* [DATA TO PROCESS]
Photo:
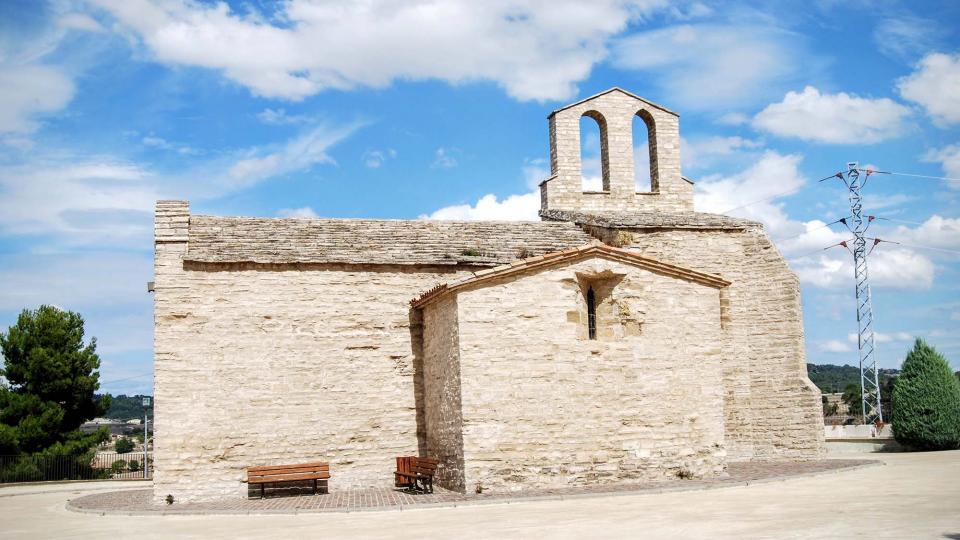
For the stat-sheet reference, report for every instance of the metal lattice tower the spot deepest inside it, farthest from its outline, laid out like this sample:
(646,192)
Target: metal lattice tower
(869,381)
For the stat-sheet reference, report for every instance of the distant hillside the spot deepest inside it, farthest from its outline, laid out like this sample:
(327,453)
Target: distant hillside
(830,378)
(125,407)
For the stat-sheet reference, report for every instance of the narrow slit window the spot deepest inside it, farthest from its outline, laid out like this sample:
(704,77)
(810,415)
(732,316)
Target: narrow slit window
(591,314)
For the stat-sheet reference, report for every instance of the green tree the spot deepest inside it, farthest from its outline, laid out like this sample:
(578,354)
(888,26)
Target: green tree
(51,377)
(926,401)
(123,445)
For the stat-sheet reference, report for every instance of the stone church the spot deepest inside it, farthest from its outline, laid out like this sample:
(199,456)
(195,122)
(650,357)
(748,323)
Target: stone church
(625,338)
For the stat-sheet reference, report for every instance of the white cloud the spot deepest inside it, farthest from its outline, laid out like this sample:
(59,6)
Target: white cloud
(514,208)
(297,154)
(105,200)
(707,65)
(28,91)
(159,142)
(935,86)
(733,119)
(751,194)
(834,345)
(75,281)
(443,160)
(891,267)
(534,51)
(304,213)
(79,21)
(949,158)
(280,117)
(833,118)
(374,159)
(936,231)
(698,153)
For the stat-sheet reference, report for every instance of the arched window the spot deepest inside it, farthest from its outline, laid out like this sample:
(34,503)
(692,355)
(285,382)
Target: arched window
(645,152)
(591,314)
(594,157)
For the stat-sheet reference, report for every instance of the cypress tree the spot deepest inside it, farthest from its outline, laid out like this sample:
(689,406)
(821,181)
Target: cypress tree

* [WHAT YOU SHOULD DO] Give the lines again from the one containing "of the white" up to and including the last line, multiplying each answer coordinate by 2.1 and rounding to whole numbers, with halves rounded up. Copy every other line unchanged.

* [CORRECT OUTPUT]
For the stat-sheet reference, report for every instance of the white cloud the spot deepest inside it, farthest from its outline, laid out like this sample:
(59,6)
Target: white cloud
(1079,437)
(624,323)
(221,420)
(1485,137)
(59,191)
(334,298)
(1964,181)
(1539,250)
(1577,407)
(1751,725)
(158,590)
(930,336)
(1871,561)
(1121,107)
(638,447)
(166,44)
(1993,332)
(588,246)
(1749,248)
(785,334)
(1966,485)
(1466,321)
For the stat-sheet reference, report for every instance of the arched window the spot deepest inside it, farthest from its outline, laid out like this sample:
(34,503)
(692,355)
(285,382)
Target: arched window
(1355,319)
(1241,659)
(1247,330)
For the stat-sheet reference, report for every instance of the cypress tree the spot deepest inside it, farthest from its outline, laid out like this sample:
(689,406)
(821,181)
Target: cypress tree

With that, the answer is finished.